Set problem. Please count the lines below that contain the string "flipper". Reply with the number alone.

─── Dataset excerpts

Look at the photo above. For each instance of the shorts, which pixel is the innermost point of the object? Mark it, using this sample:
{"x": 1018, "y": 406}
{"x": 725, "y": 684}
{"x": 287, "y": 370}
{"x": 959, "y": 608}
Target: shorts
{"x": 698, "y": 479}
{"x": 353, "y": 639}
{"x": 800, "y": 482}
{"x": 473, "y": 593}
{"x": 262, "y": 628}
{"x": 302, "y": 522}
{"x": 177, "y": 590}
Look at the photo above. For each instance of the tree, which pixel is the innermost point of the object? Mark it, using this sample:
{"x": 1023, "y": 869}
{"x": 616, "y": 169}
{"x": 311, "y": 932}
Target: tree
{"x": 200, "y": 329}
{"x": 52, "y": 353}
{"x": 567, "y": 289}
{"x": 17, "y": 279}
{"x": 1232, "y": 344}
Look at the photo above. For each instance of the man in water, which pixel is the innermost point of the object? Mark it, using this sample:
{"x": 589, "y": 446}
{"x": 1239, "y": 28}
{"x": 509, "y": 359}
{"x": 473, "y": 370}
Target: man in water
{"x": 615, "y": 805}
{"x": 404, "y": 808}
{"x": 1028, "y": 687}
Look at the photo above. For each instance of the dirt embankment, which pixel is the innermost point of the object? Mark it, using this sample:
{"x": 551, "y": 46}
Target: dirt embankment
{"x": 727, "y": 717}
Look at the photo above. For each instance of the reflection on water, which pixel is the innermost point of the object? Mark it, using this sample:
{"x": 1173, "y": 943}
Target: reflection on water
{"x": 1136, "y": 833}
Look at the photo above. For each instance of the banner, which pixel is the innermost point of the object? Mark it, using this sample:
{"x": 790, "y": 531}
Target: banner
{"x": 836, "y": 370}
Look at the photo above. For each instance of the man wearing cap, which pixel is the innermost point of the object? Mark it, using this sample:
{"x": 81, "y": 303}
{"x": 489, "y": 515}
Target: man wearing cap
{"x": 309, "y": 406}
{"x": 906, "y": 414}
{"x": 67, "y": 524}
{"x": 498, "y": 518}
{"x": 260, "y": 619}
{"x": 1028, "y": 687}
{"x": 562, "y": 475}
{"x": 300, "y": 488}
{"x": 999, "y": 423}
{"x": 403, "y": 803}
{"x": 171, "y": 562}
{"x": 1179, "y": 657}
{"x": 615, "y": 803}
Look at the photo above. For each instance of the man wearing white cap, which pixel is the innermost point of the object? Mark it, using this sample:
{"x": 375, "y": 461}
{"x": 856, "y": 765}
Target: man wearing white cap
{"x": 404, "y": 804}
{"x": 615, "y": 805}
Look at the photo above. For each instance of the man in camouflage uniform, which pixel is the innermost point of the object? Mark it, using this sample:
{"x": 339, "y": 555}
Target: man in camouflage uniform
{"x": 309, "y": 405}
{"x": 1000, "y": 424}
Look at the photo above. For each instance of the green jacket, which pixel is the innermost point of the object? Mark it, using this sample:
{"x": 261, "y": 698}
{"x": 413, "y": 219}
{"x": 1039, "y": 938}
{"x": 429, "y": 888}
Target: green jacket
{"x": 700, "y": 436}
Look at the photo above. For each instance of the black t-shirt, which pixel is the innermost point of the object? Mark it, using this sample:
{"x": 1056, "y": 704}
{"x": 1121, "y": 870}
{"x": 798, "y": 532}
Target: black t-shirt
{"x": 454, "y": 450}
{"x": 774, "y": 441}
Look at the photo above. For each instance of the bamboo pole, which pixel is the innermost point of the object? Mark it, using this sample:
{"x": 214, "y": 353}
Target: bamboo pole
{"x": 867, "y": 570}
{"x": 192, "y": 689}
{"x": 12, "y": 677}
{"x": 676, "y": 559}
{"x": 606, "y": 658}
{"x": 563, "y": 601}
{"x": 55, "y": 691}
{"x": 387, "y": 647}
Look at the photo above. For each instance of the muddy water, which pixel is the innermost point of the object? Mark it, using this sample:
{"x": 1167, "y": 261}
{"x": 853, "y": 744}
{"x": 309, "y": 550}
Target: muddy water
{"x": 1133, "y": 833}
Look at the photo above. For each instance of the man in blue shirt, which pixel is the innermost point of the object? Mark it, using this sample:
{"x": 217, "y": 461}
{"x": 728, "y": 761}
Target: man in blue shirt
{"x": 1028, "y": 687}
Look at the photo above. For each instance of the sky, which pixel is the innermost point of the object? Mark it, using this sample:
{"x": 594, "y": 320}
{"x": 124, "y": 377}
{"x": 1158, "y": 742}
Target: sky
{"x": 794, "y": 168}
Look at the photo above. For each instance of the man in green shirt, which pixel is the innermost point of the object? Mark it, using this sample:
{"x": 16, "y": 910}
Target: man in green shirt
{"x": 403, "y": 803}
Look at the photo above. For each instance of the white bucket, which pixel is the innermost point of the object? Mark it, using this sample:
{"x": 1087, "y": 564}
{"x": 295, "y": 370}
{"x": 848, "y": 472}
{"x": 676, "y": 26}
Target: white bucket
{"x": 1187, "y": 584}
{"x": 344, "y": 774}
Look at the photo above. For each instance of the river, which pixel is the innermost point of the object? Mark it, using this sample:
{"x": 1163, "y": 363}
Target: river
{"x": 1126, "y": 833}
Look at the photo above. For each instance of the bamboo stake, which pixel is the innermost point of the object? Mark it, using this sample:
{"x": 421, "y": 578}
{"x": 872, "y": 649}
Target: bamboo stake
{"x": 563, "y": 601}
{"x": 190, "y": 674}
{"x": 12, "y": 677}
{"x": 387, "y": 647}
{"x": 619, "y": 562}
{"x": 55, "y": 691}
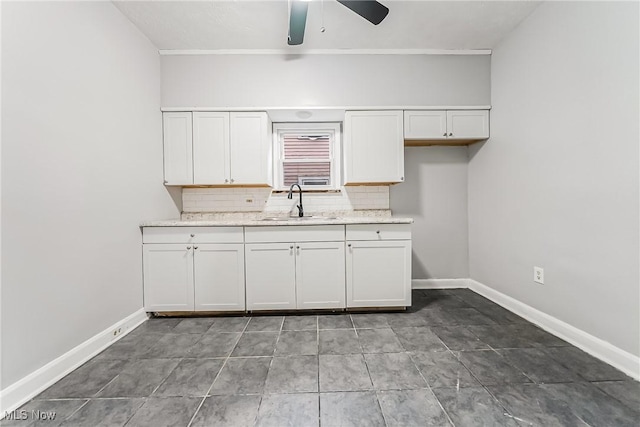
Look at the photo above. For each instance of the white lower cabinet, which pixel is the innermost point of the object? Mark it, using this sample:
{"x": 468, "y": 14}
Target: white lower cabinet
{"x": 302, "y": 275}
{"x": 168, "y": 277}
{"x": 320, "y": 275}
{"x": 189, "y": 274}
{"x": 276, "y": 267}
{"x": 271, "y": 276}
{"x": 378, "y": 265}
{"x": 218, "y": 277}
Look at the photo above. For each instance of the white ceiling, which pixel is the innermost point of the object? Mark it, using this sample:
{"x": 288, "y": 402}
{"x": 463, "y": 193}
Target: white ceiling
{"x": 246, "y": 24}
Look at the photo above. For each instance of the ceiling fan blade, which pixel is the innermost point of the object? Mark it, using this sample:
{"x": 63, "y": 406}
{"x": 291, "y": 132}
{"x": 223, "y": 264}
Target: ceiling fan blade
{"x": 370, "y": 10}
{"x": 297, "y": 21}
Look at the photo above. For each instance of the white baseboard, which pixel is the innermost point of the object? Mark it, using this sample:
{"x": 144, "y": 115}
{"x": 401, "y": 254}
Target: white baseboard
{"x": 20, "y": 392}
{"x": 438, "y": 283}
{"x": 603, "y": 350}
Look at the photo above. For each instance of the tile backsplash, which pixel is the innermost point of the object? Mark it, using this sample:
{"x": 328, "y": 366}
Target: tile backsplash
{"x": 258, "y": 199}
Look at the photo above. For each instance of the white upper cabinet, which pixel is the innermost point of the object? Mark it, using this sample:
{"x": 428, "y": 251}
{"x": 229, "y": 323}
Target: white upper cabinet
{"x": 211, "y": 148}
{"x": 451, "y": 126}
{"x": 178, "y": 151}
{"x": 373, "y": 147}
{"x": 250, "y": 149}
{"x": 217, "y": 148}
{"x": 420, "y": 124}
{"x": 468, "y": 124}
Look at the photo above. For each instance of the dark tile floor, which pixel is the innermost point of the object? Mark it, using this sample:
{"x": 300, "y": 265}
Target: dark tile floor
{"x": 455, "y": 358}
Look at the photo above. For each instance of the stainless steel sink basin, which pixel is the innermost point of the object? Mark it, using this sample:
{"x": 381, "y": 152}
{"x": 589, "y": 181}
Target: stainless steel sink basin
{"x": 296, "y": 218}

──────
─── Dataset excerpts

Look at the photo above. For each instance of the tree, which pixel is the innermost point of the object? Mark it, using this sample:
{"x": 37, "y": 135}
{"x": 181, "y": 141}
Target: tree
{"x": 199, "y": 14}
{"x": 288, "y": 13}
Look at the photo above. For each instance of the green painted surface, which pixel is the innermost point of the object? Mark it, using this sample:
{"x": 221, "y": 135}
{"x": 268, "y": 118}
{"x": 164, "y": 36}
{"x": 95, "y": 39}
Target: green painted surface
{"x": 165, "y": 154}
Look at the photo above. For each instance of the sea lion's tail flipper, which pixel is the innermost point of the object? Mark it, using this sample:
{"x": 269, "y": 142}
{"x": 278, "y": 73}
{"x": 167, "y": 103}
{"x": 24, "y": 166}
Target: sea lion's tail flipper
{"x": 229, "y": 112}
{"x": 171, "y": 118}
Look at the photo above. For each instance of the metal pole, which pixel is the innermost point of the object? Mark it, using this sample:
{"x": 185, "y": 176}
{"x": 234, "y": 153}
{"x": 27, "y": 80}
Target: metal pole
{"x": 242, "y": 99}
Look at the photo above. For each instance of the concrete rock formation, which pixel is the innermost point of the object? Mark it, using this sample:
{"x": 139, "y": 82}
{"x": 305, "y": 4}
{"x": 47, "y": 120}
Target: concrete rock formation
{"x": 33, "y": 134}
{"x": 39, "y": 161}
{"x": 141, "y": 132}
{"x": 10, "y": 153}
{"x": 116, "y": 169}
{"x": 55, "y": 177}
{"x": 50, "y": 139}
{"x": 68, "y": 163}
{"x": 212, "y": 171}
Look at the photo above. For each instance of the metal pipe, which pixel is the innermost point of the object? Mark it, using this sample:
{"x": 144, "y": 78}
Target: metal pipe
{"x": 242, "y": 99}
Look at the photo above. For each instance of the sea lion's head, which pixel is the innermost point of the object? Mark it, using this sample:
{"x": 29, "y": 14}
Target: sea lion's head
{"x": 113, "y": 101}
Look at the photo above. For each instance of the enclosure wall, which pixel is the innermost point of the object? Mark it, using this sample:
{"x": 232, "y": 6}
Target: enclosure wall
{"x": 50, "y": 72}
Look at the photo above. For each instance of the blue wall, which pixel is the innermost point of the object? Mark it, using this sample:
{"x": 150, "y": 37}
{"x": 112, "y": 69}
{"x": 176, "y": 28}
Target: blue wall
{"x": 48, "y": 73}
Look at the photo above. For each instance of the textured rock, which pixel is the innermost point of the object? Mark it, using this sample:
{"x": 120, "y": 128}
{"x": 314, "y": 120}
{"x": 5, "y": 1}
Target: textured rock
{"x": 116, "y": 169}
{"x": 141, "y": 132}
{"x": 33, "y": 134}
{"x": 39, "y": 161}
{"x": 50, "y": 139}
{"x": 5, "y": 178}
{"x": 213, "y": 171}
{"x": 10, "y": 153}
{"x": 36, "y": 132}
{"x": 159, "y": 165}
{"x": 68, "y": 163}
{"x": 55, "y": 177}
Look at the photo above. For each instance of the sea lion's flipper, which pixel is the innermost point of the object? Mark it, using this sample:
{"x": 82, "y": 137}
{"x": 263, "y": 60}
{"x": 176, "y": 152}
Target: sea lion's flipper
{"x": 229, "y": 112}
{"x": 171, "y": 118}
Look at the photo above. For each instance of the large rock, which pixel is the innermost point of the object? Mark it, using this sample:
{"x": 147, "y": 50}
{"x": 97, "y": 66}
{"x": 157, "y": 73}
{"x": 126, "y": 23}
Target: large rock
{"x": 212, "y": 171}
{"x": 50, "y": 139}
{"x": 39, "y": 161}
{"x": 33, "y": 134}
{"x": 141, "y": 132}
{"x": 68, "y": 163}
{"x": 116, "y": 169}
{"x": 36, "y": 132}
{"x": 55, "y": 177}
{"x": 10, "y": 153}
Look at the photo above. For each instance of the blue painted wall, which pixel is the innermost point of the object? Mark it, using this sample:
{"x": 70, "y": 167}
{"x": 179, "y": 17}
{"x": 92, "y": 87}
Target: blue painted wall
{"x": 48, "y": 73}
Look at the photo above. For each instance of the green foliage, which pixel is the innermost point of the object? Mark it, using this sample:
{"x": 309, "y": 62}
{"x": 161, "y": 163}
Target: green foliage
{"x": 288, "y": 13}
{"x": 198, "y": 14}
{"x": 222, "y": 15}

──────

Response for this exercise. 4